Records for the task
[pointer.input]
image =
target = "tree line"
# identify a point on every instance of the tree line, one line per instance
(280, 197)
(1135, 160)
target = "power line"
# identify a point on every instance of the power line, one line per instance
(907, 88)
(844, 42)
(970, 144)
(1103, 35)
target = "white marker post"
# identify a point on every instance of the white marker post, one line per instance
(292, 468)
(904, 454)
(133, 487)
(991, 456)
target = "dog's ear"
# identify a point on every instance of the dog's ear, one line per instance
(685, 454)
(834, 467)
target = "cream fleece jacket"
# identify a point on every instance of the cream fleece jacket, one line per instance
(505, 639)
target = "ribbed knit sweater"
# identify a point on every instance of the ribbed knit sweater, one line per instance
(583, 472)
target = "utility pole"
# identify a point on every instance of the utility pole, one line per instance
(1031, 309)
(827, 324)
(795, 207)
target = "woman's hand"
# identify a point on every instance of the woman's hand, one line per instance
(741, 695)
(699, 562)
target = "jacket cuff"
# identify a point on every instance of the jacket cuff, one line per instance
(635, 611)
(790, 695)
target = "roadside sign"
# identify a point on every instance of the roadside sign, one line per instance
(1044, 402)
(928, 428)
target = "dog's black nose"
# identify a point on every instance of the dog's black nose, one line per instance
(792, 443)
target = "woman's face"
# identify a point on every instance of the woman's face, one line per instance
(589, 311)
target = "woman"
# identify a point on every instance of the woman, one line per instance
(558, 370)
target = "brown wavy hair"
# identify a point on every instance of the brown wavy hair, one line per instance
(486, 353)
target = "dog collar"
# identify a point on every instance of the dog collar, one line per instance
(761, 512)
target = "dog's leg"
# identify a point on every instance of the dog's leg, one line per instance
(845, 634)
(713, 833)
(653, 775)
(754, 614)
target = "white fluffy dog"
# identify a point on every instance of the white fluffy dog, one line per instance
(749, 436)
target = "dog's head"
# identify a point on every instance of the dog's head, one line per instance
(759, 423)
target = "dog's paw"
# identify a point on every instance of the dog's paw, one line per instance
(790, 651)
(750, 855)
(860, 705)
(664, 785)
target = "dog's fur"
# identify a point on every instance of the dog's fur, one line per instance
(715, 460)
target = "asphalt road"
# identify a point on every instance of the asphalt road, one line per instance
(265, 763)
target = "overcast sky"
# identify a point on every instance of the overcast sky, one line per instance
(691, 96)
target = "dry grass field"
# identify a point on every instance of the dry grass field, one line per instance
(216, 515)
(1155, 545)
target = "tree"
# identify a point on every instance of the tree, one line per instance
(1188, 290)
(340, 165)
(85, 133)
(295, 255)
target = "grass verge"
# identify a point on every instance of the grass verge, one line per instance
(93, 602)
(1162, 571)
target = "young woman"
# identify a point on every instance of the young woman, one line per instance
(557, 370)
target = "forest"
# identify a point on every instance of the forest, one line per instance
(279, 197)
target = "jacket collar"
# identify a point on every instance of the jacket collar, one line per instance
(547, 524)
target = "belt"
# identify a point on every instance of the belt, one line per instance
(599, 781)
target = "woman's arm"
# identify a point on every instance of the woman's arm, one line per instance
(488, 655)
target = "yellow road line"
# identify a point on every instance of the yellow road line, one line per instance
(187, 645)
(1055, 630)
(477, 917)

Exercise aim
Transcribe all the entries, keeping each one exactly as it is.

Exercise answer
[pointer.input]
image =
target = "tree line"
# identify a point on every instance of the tree line, one line per instance
(280, 197)
(1135, 160)
target = "power line"
# identify a point on every instance of the power line, one line per instance
(907, 88)
(844, 42)
(970, 144)
(1103, 35)
target = "white marker post"
# identify a point on every instance of the white marker post, one line per instance
(292, 468)
(904, 454)
(133, 487)
(991, 456)
target = "dog's ear"
# identify a point on every instance of the dog's ear, one line per instance
(685, 454)
(834, 467)
target = "cream fleece jacket"
# identify a point on every instance of the cream fleece jacket, one line per instance
(505, 639)
target = "ribbed knit sweater"
# identify a point on every instance of the ribbed knit sweater, one line per instance
(583, 472)
target = "utility pole"
# identify a point on every instance of the utility pole, one line per instance
(1031, 309)
(827, 324)
(795, 207)
target = "woman's hand"
# identify a point on every instance of the woman's hand, one line per instance
(741, 695)
(699, 562)
target = "jacket cuff"
# identify a point on every instance of the jacket cuff, one line per instance
(635, 611)
(790, 695)
target = "roadside sign"
# identify a point on every instance of the roadside sign, one line per instance
(1044, 402)
(928, 428)
target = "dog's black nose"
# identify a point on every instance of the dog's black nose, one line per instance
(792, 443)
target = "woman's face"
# identify a point on every instance of the woman's face, one line per instance
(589, 311)
target = "woman"
# identify a point on every instance of the woman, one line per instance
(558, 370)
target = "brown wavy hair"
# identify a point on every instance of the brown wavy hair, one line per instance
(486, 353)
target = "dog collar"
# identify a point on every instance of the dog collar, one line per instance
(761, 512)
target = "dog's leg"
# identify a point on every instance of the dog's leg, one line per instance
(845, 634)
(713, 833)
(653, 775)
(754, 614)
target = "white fluffy dog"
# identify a point on every instance of the white fluffy dog, one line per instance
(749, 436)
target = "dog's head"
# identify a point on every instance of the dog's head, one line per instance
(759, 423)
target = "dog's paw"
# identify a point on every instance of the dog's paw, one line per instance
(790, 651)
(750, 855)
(860, 705)
(664, 785)
target = "dog's fur"
# identify a point on every instance of the dog's fur, one line per instance
(715, 460)
target = "asphalt road"
# identify a point on every instance of the asphalt road, one line per instance
(265, 763)
target = "overcast sky"
# identify a point on every instance of the overcast sky, one line per instance
(691, 96)
target = "dry grass field"
# identify a point on every instance of the dry grass field, one line per instance
(216, 515)
(1155, 545)
target = "tree"
# identify a point on every instance of the tree, one line per instance
(1188, 290)
(340, 165)
(85, 133)
(295, 255)
target = "grass verge"
# identify a point on every instance of the grass verge, one line per instance
(93, 602)
(1162, 571)
target = "young woman"
# identify a point on every instance of the young woman, one line per instance
(557, 370)
target = "forest"
# identify a point on every instance of the forest, one line per instance
(279, 197)
target = "jacket collar"
# identify a point on every instance of the jacket collar, one line per instance
(547, 524)
target = "belt"
# identify a point on every instance of the belt, one line per instance
(599, 781)
target = "woman's arm"
# identify a point on every instance of the woman's arm, one line per instance
(488, 655)
target = "yellow road line"
# identify a point on every instance of the yellow road line, one line per instance
(187, 645)
(1055, 630)
(477, 917)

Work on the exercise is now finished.